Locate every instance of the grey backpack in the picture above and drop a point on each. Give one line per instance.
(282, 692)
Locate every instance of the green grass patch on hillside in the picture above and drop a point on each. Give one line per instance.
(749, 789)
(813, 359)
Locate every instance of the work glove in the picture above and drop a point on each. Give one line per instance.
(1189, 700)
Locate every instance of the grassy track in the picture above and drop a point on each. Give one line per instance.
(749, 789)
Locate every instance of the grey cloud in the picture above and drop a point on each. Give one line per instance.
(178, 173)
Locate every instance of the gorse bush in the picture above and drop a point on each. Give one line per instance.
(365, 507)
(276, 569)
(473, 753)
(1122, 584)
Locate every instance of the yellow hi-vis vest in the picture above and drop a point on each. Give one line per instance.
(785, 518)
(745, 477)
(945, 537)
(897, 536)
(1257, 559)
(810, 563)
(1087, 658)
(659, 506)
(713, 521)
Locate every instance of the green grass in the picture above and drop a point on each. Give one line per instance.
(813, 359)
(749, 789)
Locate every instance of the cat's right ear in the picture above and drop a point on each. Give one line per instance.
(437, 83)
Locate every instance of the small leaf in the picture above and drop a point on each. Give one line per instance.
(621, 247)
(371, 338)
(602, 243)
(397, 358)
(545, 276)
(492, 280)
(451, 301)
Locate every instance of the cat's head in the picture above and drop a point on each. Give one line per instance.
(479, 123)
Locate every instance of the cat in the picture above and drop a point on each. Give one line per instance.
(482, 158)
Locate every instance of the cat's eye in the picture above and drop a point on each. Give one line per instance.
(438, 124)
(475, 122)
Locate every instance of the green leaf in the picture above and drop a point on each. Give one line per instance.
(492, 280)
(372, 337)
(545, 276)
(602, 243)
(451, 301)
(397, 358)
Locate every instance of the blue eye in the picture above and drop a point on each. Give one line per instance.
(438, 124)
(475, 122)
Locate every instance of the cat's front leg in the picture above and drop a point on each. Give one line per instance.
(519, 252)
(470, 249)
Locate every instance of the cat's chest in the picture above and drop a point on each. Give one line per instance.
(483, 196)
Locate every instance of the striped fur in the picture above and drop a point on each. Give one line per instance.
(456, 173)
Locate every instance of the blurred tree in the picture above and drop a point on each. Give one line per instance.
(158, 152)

> _TASK GOAL_
Every line in the material must be retyped exactly, with none omitted.

> _RESPONSE BELOW_
Locate every instance of the grey backpack in the picture above and drop a point on each. Give one line per instance.
(282, 692)
Locate every instance of the green grass patch on hillside in the picture above and drop a point on each. Give one line per instance.
(749, 789)
(813, 359)
Locate every instance of the work glove in the picture above and drop a point on each. Give one line per instance.
(1189, 700)
Locate every instance of the grassy track in the picture above and drop a point on each. Give one line per instance.
(749, 789)
Locate every instance of the grey cloud in the picture above and drop a point on each. Give one line per instance.
(178, 173)
Locate every instance of the gorse bush in the picture above and drop a point on each. Give one line per instance.
(365, 507)
(276, 569)
(473, 753)
(1122, 584)
Locate every instance of the yellow hi-vis vest in the picture above and drop a point on each. Give one line per instance.
(785, 518)
(745, 477)
(945, 537)
(897, 536)
(1257, 559)
(810, 563)
(1087, 658)
(659, 506)
(713, 521)
Locate every instance of the green grass in the picture above and drop a point on each. Give one line per instance.
(813, 359)
(749, 789)
Locate every instance of the cat's right ear in the picture above and drop a point on each. Give one line per instance.
(437, 83)
Locate every instance of the small leaf in the picture above and drop a point on each. Give one line per instance.
(621, 247)
(371, 338)
(602, 243)
(397, 358)
(545, 276)
(492, 280)
(451, 301)
Locate every instance of the cat's head in the picture above and drop a point on each. Give one line per instance.
(479, 123)
Locate every instance of the cat in the picture above and drop a point on each. Give one line per instance.
(482, 158)
Locate every instance of the cat's eye in the picture above and drop a point on each. Give one line per instance.
(438, 124)
(475, 122)
Locate every instance of the green leaf in the picture above and drop a point on each. Give one line per instance.
(492, 280)
(372, 337)
(545, 276)
(602, 243)
(451, 301)
(397, 358)
Locate every instance of the blue eye in the picture above and drop a point on each. Give one line per instance.
(438, 124)
(475, 122)
Locate every instance of the cat's front leg in the picture above and drop a point on each. Give one line per instance.
(519, 252)
(470, 249)
Locate every instance of the cat's chest in the picture above and drop a point on each. Give one line per instance.
(483, 196)
Locate every instance of the striped fur in the picture above and drop a point on each. Give one line per instance.
(456, 173)
Locate every instance of the blurred tree in the picture above and drop a point on each. Give one line per instance.
(158, 152)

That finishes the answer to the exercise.